## BEGIN DATASET CONTENT

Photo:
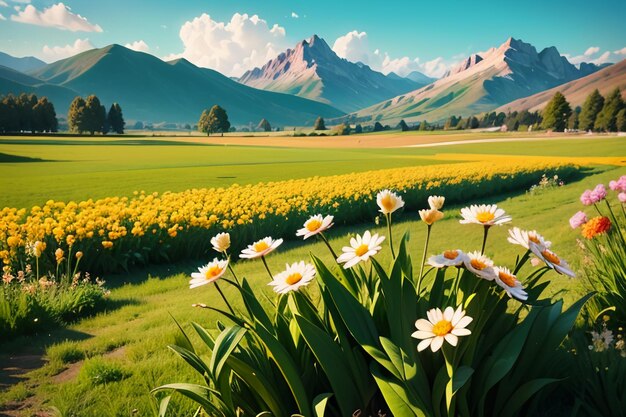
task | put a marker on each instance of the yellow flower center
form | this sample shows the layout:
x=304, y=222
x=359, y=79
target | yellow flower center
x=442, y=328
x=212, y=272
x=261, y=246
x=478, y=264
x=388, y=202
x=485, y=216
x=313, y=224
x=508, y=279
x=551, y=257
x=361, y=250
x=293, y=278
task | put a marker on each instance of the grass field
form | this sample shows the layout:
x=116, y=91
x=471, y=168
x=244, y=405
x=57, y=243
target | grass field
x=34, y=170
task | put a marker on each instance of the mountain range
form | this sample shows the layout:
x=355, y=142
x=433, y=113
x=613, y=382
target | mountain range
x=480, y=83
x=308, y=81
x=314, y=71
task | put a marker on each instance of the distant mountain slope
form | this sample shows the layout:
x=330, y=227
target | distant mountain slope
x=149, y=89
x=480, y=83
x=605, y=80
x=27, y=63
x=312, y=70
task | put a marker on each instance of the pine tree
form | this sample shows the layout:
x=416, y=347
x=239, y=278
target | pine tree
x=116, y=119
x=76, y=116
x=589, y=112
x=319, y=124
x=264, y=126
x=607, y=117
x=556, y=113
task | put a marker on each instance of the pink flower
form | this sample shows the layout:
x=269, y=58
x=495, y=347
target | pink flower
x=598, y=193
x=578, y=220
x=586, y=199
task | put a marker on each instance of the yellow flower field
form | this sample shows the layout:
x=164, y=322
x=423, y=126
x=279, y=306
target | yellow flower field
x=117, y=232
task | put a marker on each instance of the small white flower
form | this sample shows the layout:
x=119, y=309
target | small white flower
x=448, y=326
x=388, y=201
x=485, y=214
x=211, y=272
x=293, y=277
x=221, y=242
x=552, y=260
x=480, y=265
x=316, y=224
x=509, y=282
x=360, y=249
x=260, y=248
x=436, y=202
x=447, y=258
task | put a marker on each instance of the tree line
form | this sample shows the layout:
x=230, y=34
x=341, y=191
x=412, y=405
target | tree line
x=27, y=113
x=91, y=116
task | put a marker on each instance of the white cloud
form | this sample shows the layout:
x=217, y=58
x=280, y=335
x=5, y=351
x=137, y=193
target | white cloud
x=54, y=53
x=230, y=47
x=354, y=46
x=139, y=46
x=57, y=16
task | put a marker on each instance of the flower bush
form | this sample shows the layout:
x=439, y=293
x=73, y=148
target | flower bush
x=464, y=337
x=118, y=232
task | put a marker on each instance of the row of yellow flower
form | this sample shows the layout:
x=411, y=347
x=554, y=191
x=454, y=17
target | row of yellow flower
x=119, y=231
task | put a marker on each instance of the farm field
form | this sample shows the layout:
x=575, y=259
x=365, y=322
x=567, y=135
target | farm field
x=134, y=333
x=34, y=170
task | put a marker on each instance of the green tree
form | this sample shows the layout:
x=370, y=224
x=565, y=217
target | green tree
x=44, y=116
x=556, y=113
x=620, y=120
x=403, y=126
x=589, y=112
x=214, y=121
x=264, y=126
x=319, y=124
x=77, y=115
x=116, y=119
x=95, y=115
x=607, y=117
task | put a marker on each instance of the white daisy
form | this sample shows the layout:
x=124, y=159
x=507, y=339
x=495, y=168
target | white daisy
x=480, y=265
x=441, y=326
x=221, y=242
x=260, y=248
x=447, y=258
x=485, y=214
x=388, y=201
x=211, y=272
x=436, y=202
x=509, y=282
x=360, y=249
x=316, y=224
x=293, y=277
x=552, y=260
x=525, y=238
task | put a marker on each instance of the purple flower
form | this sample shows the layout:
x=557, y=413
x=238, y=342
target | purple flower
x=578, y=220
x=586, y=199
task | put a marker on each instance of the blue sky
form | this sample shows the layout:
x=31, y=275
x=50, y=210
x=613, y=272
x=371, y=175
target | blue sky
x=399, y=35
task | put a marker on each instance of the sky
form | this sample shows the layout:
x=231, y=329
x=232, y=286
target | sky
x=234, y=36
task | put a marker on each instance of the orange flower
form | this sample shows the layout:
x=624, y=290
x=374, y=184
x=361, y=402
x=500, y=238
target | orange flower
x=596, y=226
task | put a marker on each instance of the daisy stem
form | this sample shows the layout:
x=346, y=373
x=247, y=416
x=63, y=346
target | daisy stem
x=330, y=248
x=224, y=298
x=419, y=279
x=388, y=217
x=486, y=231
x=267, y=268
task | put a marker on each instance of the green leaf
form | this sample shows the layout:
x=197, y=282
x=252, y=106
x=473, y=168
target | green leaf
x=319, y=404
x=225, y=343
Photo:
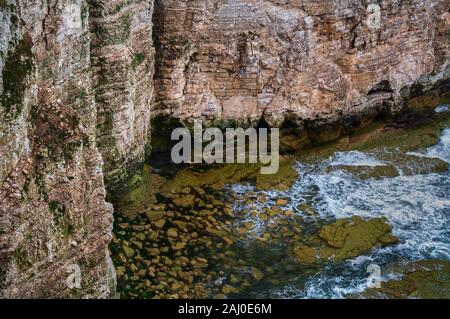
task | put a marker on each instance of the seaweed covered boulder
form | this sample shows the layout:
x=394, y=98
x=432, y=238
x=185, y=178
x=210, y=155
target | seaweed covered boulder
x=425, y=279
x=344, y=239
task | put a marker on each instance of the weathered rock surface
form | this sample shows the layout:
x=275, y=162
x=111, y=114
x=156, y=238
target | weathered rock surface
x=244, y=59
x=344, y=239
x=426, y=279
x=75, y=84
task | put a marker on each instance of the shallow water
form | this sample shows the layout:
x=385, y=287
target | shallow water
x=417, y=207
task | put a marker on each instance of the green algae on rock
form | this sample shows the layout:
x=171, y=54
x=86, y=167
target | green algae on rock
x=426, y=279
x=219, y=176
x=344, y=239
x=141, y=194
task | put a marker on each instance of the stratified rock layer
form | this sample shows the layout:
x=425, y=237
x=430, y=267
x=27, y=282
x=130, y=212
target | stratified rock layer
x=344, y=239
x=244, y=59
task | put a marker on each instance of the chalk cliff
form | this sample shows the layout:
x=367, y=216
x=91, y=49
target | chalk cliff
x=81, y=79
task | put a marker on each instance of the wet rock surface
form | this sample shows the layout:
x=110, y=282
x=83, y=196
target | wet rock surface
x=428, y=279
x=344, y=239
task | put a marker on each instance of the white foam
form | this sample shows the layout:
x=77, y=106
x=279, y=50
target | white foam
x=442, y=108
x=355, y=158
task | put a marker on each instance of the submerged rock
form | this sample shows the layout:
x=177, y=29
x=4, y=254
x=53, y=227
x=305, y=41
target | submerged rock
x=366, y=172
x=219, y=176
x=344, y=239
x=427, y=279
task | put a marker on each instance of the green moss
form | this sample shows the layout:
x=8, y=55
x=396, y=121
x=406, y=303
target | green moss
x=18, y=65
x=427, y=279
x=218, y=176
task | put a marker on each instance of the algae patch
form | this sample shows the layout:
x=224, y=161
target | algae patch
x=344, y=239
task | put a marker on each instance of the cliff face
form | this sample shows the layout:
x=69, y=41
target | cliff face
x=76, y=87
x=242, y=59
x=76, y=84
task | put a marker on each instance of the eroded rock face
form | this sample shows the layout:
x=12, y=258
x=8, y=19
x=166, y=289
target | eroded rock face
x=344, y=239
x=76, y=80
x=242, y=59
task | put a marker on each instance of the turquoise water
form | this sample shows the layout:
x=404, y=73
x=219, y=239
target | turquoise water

## END DATASET CONTENT

_EXERCISE DETAILS_
Convert every line of the listing above into a numbered list, skipping blank lines and leaving out the pictures.

_SOLUTION TO THIS PROBLEM_
1. Photo:
2. task | put a marker on each instance of the yellow flower center
3. form | this sample shows the layout:
4. x=304, y=222
5. x=359, y=79
6. target | yellow flower center
7. x=442, y=328
8. x=212, y=272
9. x=261, y=246
10. x=478, y=264
11. x=388, y=202
12. x=485, y=216
13. x=313, y=224
14. x=508, y=279
15. x=551, y=257
16. x=361, y=250
17. x=293, y=278
18. task | put a marker on each instance of the grass field
19. form | this sample shows the layout:
20. x=116, y=91
21. x=471, y=168
22. x=244, y=405
23. x=57, y=243
24. target | grass field
25. x=34, y=170
26. task | put a marker on each instance of the mountain range
27. form | this sample shows the layout:
28. x=355, y=142
29. x=433, y=113
30. x=613, y=382
31. target | mountain range
32. x=480, y=83
33. x=308, y=81
34. x=314, y=71
35. task | put a marker on each instance of the distant mountain slope
36. form | this sample shows the layout:
37. x=330, y=227
38. target | distant mountain slope
39. x=149, y=89
40. x=480, y=83
41. x=605, y=80
42. x=27, y=63
43. x=312, y=70
44. task | put a marker on each instance of the pine tree
45. form | this sample shows the layout:
46. x=416, y=347
47. x=239, y=278
48. target | pine tree
49. x=116, y=119
50. x=76, y=116
51. x=589, y=112
52. x=319, y=124
53. x=264, y=126
54. x=607, y=117
55. x=556, y=113
56. task | put a marker on each instance of the pink flower
57. form | this sample shows the layout:
58. x=269, y=58
59. x=495, y=347
60. target | pink flower
61. x=598, y=193
62. x=578, y=220
63. x=586, y=199
64. task | put a marker on each instance of the yellow flower field
65. form | this sample shows the layout:
66. x=164, y=322
67. x=423, y=126
68. x=279, y=306
69. target | yellow flower field
70. x=117, y=232
71. task | put a marker on each instance of the small white flower
72. form | this sample shows the layout:
73. x=119, y=309
74. target | small white flower
75. x=448, y=326
76. x=388, y=201
77. x=485, y=214
78. x=211, y=272
79. x=293, y=277
80. x=221, y=242
81. x=552, y=260
82. x=480, y=265
83. x=316, y=224
84. x=509, y=282
85. x=360, y=249
86. x=260, y=248
87. x=436, y=202
88. x=447, y=258
89. task | put a marker on each instance of the tree line
90. form | this sample shows the layout:
91. x=230, y=34
92. x=341, y=191
93. x=412, y=405
94. target | tree line
95. x=27, y=113
96. x=91, y=116
97. task | put a marker on each instance of the white cloud
98. form | this sample shows the layout:
99. x=217, y=58
100. x=280, y=335
101. x=5, y=351
102. x=137, y=193
103. target | white cloud
104. x=54, y=53
105. x=230, y=47
106. x=354, y=46
107. x=139, y=46
108. x=57, y=16
109. task | put a marker on each instance of the flower bush
110. form | this sample shows the layout:
111. x=439, y=293
112. x=73, y=148
113. target | flower bush
114. x=464, y=337
115. x=118, y=232
116. task | put a marker on each instance of the row of yellow flower
117. form | this sample shows the layout:
118. x=411, y=347
119. x=554, y=191
120. x=454, y=17
121. target | row of yellow flower
122. x=119, y=231
123. task | put a marker on each instance of the farm field
124. form | this sample shows the layout:
125. x=575, y=259
126. x=365, y=322
127. x=567, y=135
128. target | farm field
129. x=134, y=333
130. x=34, y=170
131. task | put a marker on each instance of the green tree
132. form | this sample shows the layout:
133. x=370, y=224
134. x=565, y=217
135. target | green tree
136. x=44, y=116
137. x=556, y=113
138. x=620, y=120
139. x=403, y=126
140. x=589, y=112
141. x=214, y=121
142. x=264, y=126
143. x=319, y=124
144. x=77, y=115
145. x=116, y=119
146. x=95, y=115
147. x=607, y=117
148. task | put a marker on each instance of the white daisy
149. form | this sample shows the layout:
150. x=124, y=159
151. x=507, y=339
152. x=495, y=168
153. target | white daisy
154. x=480, y=265
155. x=441, y=326
156. x=221, y=242
157. x=260, y=248
158. x=447, y=258
159. x=485, y=214
160. x=388, y=201
161. x=211, y=272
162. x=436, y=202
163. x=509, y=282
164. x=360, y=249
165. x=316, y=224
166. x=293, y=277
167. x=552, y=260
168. x=525, y=238
169. task | put a marker on each instance of the purple flower
170. form | this sample shows the layout:
171. x=557, y=413
172. x=238, y=342
173. target | purple flower
174. x=578, y=220
175. x=586, y=199
176. task | put a marker on each instance of the blue sky
177. form | this sample shows the layout:
178. x=31, y=275
179. x=50, y=210
180. x=613, y=272
181. x=371, y=175
182. target | blue sky
183. x=399, y=35
184. task | put a marker on each instance of the sky
185. form | this sample shows the layout:
186. x=231, y=329
187. x=232, y=286
188. target | sky
189. x=234, y=36
190. task | put a marker on each instance of the orange flower
191. form | this sample shows the layout:
192. x=624, y=290
193. x=374, y=184
194. x=361, y=402
195. x=500, y=238
196. target | orange flower
197. x=596, y=226
198. task | put a marker on each instance of the daisy stem
199. form | this sample shows the layout:
200. x=346, y=373
201. x=247, y=416
202. x=63, y=346
203. target | daisy stem
204. x=330, y=248
205. x=224, y=298
206. x=419, y=279
207. x=388, y=217
208. x=486, y=231
209. x=267, y=268
210. task | put a marker on each instance of the green leaf
211. form | this sample shows the layout:
212. x=197, y=282
213. x=252, y=106
214. x=473, y=168
215. target | green leaf
216. x=319, y=404
217. x=225, y=343
218. Photo:
219. task | put a marker on each instance of the seaweed covered boulder
220. form | this sample shows the layout:
221. x=394, y=98
222. x=432, y=238
223. x=185, y=178
224. x=210, y=155
225. target | seaweed covered boulder
226. x=425, y=279
227. x=344, y=239
228. task | put a marker on each instance of the weathered rock surface
229. form | this sample shows the layout:
230. x=275, y=162
231. x=111, y=114
232. x=156, y=238
233. target | weathered rock surface
234. x=244, y=59
235. x=344, y=239
236. x=426, y=279
237. x=75, y=84
238. task | put a marker on each instance of the shallow water
239. form | this sample shows the layout:
240. x=385, y=287
241. target | shallow water
242. x=417, y=207
243. task | put a marker on each instance of the green algae on rock
244. form | this sample shows the layout:
245. x=171, y=54
246. x=86, y=167
247. target | green algae on rock
248. x=426, y=279
249. x=219, y=176
250. x=344, y=239
251. x=141, y=194
252. task | put a marker on each instance of the stratified rock layer
253. form | this sample shows the layout:
254. x=425, y=237
255. x=430, y=267
256. x=27, y=282
257. x=130, y=212
258. target | stratified rock layer
259. x=344, y=239
260. x=244, y=59
261. task | put a marker on each instance of the chalk cliff
262. form | this sample shows the layout:
263. x=367, y=216
264. x=91, y=49
265. target | chalk cliff
266. x=81, y=79
267. task | put a marker on each instance of the wet rock surface
268. form | this sample shows the layout:
269. x=110, y=282
270. x=83, y=196
271. target | wet rock surface
272. x=428, y=279
273. x=344, y=239
274. task | put a marker on each instance of the white foam
275. form | this sample shows the layout:
276. x=77, y=106
277. x=279, y=50
278. target | white foam
279. x=442, y=108
280. x=355, y=158
281. task | put a marker on each instance of the submerged rock
282. form | this sample shows the layout:
283. x=177, y=29
284. x=4, y=254
285. x=53, y=227
286. x=305, y=41
287. target | submerged rock
288. x=366, y=172
289. x=219, y=176
290. x=344, y=239
291. x=427, y=279
292. task | put a marker on each instance of the green moss
293. form | this sample shows the layout:
294. x=8, y=55
295. x=396, y=121
296. x=406, y=303
297. target | green moss
298. x=18, y=65
299. x=427, y=279
300. x=218, y=176
301. task | put a marker on each instance of the algae patch
302. form | this sample shows the layout:
303. x=224, y=161
304. target | algae patch
305. x=344, y=239
306. task | put a marker on each instance of the cliff face
307. form | this sample shows the layout:
308. x=69, y=41
309. target | cliff face
310. x=76, y=87
311. x=242, y=59
312. x=76, y=84
313. task | put a marker on each instance of the eroded rock face
314. form | this sample shows the layout:
315. x=12, y=258
316. x=8, y=19
317. x=166, y=289
318. target | eroded rock face
319. x=344, y=239
320. x=76, y=80
321. x=242, y=59
322. task | put a marker on each instance of the turquoise water
323. form | this sample shows the layout:
324. x=404, y=73
325. x=219, y=239
326. target | turquoise water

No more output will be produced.